▶ [Required work]: Change "Identify" to "Locate" in the part of the material that opens with the line containing "Exercise. Identify every instance of the turquoise" and runs to the end. Give back only that part, with nothing else altered.

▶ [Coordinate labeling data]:
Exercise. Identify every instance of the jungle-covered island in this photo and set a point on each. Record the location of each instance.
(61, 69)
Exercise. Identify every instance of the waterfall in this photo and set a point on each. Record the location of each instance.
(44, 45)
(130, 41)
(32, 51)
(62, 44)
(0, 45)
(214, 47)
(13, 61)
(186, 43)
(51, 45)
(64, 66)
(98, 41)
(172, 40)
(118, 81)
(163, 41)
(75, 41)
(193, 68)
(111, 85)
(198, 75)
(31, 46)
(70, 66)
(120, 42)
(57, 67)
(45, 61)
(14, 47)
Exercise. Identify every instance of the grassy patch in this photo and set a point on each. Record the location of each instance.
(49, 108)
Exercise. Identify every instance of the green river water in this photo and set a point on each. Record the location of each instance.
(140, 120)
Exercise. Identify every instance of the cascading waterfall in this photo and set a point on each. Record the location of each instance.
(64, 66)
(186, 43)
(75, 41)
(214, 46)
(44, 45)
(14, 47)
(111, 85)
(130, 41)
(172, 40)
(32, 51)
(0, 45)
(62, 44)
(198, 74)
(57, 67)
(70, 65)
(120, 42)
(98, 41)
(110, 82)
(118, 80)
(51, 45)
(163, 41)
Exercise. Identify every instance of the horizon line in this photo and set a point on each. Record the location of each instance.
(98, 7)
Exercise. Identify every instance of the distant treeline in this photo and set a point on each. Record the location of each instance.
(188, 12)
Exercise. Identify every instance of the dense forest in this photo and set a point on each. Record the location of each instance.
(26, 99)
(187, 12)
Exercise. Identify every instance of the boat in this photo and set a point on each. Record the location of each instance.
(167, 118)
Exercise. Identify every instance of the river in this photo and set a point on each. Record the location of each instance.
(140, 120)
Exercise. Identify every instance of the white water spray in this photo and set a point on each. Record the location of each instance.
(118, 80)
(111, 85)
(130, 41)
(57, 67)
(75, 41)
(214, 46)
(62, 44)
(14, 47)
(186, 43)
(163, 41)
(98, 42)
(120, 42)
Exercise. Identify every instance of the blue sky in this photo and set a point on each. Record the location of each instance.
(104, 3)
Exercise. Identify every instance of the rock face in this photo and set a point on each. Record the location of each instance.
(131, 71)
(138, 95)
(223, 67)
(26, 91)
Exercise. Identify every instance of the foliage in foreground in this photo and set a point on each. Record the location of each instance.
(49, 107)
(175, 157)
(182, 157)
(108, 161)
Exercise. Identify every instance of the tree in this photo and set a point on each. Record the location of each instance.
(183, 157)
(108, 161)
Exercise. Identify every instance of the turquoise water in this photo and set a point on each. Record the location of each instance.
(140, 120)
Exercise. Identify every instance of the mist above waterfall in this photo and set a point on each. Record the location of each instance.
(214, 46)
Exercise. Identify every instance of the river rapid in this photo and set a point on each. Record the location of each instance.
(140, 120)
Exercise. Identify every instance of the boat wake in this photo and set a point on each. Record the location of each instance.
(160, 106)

▶ [Answer to the exercise]:
Exercise. Locate every instance of the turquoise water in this photo and set a point on each. Record the location of each instance.
(140, 120)
Exercise. Locate every instance of the mist above waterfall in this photo and set a point on each. Record the location of each instance.
(214, 46)
Exercise. Locate every instance of the river rapid in this photo and set a point on each. Record the location of each instance.
(140, 120)
Exercise. Locate every instance of the boat wake in this photo and set a point on each. Record the location of each instance.
(160, 106)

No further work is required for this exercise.